(INSTRUCTIONS TO FOLLOW): From the entries below, return exactly the lines beginning at the one that contains "Target | stone embankment" and ending at the one that contains "Target | front door", both of them included, and only those lines.

(DATA):
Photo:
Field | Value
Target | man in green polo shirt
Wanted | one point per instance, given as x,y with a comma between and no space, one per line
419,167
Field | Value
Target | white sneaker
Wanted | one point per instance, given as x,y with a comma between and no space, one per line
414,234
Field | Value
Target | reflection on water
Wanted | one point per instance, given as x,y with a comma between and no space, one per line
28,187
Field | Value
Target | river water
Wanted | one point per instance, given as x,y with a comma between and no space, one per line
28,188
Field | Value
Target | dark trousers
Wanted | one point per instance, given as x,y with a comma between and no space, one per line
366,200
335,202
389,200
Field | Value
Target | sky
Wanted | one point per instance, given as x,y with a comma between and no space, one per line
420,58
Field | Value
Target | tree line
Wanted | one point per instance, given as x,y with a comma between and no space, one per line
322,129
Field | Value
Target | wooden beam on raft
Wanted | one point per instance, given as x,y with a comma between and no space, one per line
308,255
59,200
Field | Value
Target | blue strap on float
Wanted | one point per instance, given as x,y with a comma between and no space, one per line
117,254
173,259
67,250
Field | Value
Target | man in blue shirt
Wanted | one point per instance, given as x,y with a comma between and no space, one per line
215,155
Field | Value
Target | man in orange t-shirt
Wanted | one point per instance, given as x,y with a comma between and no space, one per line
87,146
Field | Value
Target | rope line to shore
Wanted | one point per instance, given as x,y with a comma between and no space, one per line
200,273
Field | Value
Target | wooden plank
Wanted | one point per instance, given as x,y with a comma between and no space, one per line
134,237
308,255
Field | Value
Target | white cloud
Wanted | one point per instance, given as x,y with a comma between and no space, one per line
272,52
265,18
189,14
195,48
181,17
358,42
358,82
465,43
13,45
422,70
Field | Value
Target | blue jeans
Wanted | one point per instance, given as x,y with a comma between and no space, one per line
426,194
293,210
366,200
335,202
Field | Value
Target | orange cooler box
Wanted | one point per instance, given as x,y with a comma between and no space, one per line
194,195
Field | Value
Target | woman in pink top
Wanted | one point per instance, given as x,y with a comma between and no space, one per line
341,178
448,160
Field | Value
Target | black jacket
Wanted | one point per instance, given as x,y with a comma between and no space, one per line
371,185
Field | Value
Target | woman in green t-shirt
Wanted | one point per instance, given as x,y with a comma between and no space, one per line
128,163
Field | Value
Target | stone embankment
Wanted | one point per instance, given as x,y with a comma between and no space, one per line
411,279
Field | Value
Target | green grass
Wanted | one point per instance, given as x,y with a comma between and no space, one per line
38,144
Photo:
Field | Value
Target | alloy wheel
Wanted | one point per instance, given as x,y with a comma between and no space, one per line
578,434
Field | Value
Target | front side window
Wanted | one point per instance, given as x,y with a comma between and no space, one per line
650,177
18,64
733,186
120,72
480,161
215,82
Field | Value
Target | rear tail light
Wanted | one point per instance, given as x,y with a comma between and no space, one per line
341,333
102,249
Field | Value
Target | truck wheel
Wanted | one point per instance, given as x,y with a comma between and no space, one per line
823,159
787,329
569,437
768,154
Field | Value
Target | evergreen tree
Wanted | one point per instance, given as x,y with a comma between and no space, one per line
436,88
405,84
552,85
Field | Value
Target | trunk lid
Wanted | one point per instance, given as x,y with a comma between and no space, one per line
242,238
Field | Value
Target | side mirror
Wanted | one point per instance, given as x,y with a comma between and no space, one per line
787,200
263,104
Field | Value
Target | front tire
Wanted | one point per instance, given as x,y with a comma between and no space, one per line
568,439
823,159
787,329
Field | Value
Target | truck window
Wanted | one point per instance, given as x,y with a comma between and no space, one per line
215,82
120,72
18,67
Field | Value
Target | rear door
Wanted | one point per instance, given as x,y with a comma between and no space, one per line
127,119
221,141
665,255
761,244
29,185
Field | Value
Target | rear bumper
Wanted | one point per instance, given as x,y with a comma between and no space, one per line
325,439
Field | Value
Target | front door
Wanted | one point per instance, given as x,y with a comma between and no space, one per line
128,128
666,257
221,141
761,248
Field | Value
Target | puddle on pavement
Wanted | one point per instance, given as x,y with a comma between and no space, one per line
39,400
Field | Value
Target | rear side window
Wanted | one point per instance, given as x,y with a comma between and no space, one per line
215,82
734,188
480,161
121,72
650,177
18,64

(SOLUTION TO THE PROBLEM):
Target | stone embankment
Wanted | one point per instance, given as x,y with a comma between and no space, one per line
411,279
Field | Value
Target | green grass
Wanted | one point per instance, given as x,y with a comma between and no space, one per line
38,144
Photo:
Field | Value
Target | alloy wheel
Wanted | one point per instance, given as x,y with a comma between and no space, one per line
578,434
Field | Value
Target | front side window
Wanted | one point per instance, given as x,y with a comma between and no space, one per line
650,177
18,64
733,186
120,72
480,161
215,82
Field | Value
Target | rear tail light
Wanted | one point per instance, given as x,y with a comma between and no space, one per line
341,333
102,249
Field | Value
Target | truck wheel
Wanted | one point per instance, given as x,y with a comma between and no space, one per line
823,159
787,329
569,437
768,154
Field | Value
Target | evergreen tree
Wanted | one point per instance, given as x,y with a comma between and no space, one per line
436,88
405,84
552,85
Field | Value
Target | trunk lid
Wanted | one point per instance, given as x,y with a comma between and no space, one per line
242,238
Field | Value
Target | side mirror
Wanted | one point per instance, given as x,y with a comma between and no space, one per line
787,200
263,104
Field | Value
Target | front tire
Wanted | one point per instance, given as x,y with a comma between and no space, one per line
568,439
823,159
787,329
Field | Value
Target | truck window
Wanted | one point per instance, given as x,y with a comma between and no space, one per line
215,82
120,72
18,67
Field | Value
Target | rear door
Wanted | one point per instance, given as x,y with a comma between and no space, one per line
127,119
221,141
665,255
761,244
29,185
Field | Value
Target | rear bumper
Wanted | one point per instance, given as x,y with a comma between and no space, one per line
325,439
Field | Value
Target | front door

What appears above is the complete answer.